#### [Page text]
((

What Is Sales Territory Management?

Sales territory management is the process of creating and the oversight of sales territories to make them as effective as possible. Sales territories that are managed well will make sure that each rep’s skills are matched well to their territory and drive sales.

Sales territory management encompasses the responsibility of defining and assigning territories to reps. However, it's important to design rep territories so they can generate enough business to hit sales quotas, while also managing existing client relationships within their assigned sales territories.

Sales managers can ensure that reps are enabled for success by:

  • Defining sales territories strategically
  • Setting proper sales quotas
  • Lowering overhead costs
  • Providing their team with effective processes to improve efficiency

We want to focus on the first element: defining sales territories. A sales territory is the bounds that group various customers together.

via Propeller‌‌

A common misconception is that sales territories always refer to a physical, geographical area, like a border. Traditionally this has been true for most companies. However, the shift in the past year has forced teams to reconsider how to best divide territories. Since there is less emphasis on meeting in-person, it might not make as much sense to divide by geography.

))

#### [Dataset rows]

((

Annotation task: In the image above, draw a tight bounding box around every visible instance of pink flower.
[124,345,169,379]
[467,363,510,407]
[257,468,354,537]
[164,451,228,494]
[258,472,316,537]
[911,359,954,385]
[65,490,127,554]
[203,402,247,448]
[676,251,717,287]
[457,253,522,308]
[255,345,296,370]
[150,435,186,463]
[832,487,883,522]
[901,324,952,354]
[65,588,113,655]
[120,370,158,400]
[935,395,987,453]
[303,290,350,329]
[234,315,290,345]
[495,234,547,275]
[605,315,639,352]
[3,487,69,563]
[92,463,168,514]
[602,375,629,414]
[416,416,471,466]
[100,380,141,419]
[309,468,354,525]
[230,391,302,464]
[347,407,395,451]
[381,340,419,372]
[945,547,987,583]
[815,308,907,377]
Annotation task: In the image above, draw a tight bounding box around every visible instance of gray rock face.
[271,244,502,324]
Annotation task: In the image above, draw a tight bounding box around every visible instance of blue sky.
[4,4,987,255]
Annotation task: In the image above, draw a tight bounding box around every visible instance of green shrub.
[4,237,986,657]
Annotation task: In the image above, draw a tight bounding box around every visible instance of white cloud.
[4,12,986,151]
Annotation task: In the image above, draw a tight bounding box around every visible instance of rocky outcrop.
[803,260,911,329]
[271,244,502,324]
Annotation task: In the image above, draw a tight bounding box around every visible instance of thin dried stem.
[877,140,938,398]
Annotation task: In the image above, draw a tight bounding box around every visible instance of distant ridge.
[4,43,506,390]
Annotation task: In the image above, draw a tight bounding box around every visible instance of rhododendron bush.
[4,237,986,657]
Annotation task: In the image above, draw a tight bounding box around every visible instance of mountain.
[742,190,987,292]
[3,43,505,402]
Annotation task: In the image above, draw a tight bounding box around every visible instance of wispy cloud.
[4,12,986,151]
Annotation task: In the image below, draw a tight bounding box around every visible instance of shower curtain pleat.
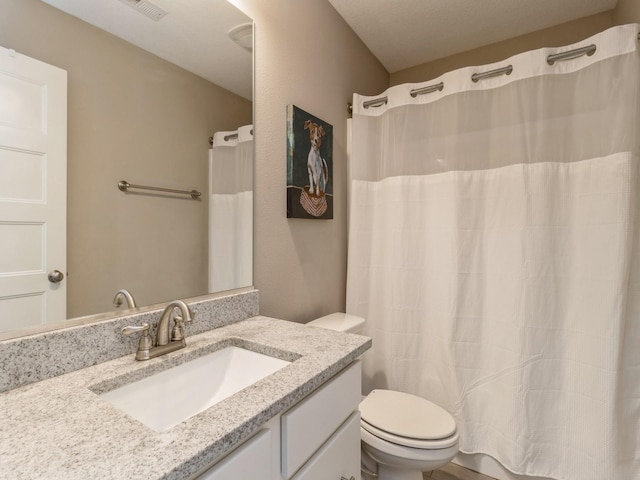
[347,25,640,480]
[209,125,253,292]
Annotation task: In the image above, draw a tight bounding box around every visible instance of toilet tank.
[307,313,364,333]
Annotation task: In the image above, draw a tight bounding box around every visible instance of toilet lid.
[360,390,456,440]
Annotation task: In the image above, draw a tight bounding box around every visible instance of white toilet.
[307,313,458,480]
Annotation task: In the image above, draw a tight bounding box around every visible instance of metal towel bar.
[118,180,202,200]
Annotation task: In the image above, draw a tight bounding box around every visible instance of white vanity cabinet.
[198,361,361,480]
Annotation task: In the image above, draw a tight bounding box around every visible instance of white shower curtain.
[347,25,640,480]
[209,125,253,292]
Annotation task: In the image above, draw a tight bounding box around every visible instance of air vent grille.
[120,0,167,22]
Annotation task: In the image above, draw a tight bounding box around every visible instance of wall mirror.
[0,0,253,338]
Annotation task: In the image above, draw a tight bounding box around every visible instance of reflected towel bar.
[118,180,202,200]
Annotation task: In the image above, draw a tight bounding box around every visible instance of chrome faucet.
[113,288,136,308]
[122,300,195,360]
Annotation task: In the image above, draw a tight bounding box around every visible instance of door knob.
[47,270,64,283]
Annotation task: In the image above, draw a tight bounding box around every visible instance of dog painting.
[287,105,333,219]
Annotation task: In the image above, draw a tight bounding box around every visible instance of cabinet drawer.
[292,412,360,480]
[197,429,271,480]
[281,361,361,478]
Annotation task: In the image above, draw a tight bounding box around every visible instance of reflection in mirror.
[0,0,253,336]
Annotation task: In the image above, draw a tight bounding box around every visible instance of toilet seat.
[360,390,458,449]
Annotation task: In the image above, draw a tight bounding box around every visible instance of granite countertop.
[0,316,371,480]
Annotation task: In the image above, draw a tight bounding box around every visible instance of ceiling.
[43,0,253,99]
[329,0,617,73]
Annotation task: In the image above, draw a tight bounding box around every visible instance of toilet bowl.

))

#### [What you have to do]
Please retype the stretch of the sales territory passage from "Sales territory management is" through "assigned sales territories.". The lines have nothing to do with the sales territory passage.

#### [Written solution]
Sales territory management is the process of creating and the oversight of sales territories to make them as effective as possible. Sales territories that are managed well will make sure that each rep’s skills are matched well to their territory and drive sales.

Sales territory management encompasses the responsibility of defining and assigning territories to reps. However, it's important to design rep territories so they can generate enough business to hit sales quotas, while also managing existing client relationships within their assigned sales territories.